▸ Selected excerpt

Segment Open

No breaking changes are known due to this proposed disambiguation rule.

Interesting examples

Here are some interesting results of these disambiguation rules:

The expression (A < B, C > D) is a tuple with two elements, each a comparison.

The expression (A<B,C> D, E) is a tuple with two elements, the first of which is a declaration expression.

The invocation M(A < B, C > D, E) has three arguments.

The invocation M(out A<B,C> D, E) has two arguments, the first of which is an out declaration.

The expression e is A<B> C uses a declaration expression.

The case label case A<B> C: uses a declaration expression.

Some examples of pattern matching

Is-As

We can replace the idiom

var v = expr as Type;	
if (v != null) {
    // code using v
}

With the slightly more concise and direct

if (expr is Type v) {
    // code using v
}

Testing nullable

We can replace the idiom

Type? v = x?.y?.z;
if (v.HasValue) {
    var value = v.GetValueOrDefault();
    // code using value
}

With the slightly more concise and direct

if (x?.y?.z is Type value) {
    // code using value
}

Arithmetic simplification

Suppose we define a set of recursive types to represent expressions (per a separate proposal):

abstract class Expr;
class X() : Expr;
class Const(double Value) : Expr;
class Add(Expr Left, Expr Right) : Expr;
class Mult(Expr Left, Expr Right) : Expr;
class Neg(Expr Value) : Expr;

Now we can define a function to compute the (unreduced) derivative of an expression:

Expr Deriv(Expr e)

Segment Closed

▸ Problem A
In the pattern-matching excerpt, how many arguments does the invocation M(A < B, C > D, E) have?
▸ Problem B
Pick up the pattern-matching excerpt directly after its final line and continue it.
None of the tasks require the listing.

▸ Data below
Segment Open

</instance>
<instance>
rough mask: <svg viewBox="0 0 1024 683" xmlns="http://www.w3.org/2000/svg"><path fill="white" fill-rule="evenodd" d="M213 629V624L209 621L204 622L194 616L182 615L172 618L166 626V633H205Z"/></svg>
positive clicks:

Segment Closed

▸ Task response A
It has three arguments.

▸ Task response B
{
  switch (e) {
    case X(): return Const(1);
    case Const(*): return Const(0);
    case Add(var Left, var Right):
      return Add(Deriv(Left), Deriv(Right));
    case Mult(var Left, var Right):
      return Add(Mult(Deriv(Left), Right), Mult(Left, Deriv(Right)));
    case Neg(var Value):
      return Neg(Deriv(Value));
  }
}

An expression simplifier demonstrates positional patterns:

Expr Simplify(Expr e)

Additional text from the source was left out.